- [Instructions to follow]:
These records must be written out again exactly.

- [Material provided]:
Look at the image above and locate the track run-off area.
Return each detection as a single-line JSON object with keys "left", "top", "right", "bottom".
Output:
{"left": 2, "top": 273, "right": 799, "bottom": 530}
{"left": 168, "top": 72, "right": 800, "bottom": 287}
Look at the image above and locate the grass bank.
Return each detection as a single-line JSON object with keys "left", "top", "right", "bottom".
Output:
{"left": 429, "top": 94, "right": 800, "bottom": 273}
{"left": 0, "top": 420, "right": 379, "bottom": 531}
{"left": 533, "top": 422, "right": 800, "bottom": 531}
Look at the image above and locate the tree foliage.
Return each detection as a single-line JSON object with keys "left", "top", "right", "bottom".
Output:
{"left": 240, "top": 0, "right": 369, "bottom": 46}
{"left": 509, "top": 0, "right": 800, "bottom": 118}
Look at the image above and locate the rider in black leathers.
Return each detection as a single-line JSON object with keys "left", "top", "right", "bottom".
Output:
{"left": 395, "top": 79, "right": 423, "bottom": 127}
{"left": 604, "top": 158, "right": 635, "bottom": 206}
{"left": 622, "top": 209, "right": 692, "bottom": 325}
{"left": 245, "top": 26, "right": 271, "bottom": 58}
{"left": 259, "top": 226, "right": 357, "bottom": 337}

- [Answer to this task]:
Look at the image above and locate the track run-off area.
Return each detection as a single-line JSON object with keys "left", "top", "right", "bottom".
Output:
{"left": 2, "top": 273, "right": 799, "bottom": 530}
{"left": 168, "top": 72, "right": 800, "bottom": 287}
Look at the image above and locate the grass bank.
Return each detection as a single-line JSON object with keys "left", "top", "right", "bottom".
Output:
{"left": 429, "top": 94, "right": 800, "bottom": 273}
{"left": 0, "top": 420, "right": 379, "bottom": 531}
{"left": 533, "top": 422, "right": 800, "bottom": 531}
Look at the image above and locate the tree foliage.
Return each detection as a single-line JSON object with keys "left", "top", "right", "bottom".
Output:
{"left": 240, "top": 0, "right": 369, "bottom": 46}
{"left": 509, "top": 0, "right": 800, "bottom": 118}
Look at the image above and locate the rider in black leathers.
Return each detection as a single-line JSON object with keys "left", "top", "right", "bottom".
Output:
{"left": 395, "top": 79, "right": 423, "bottom": 127}
{"left": 604, "top": 158, "right": 635, "bottom": 206}
{"left": 622, "top": 209, "right": 692, "bottom": 325}
{"left": 245, "top": 26, "right": 271, "bottom": 58}
{"left": 259, "top": 226, "right": 357, "bottom": 337}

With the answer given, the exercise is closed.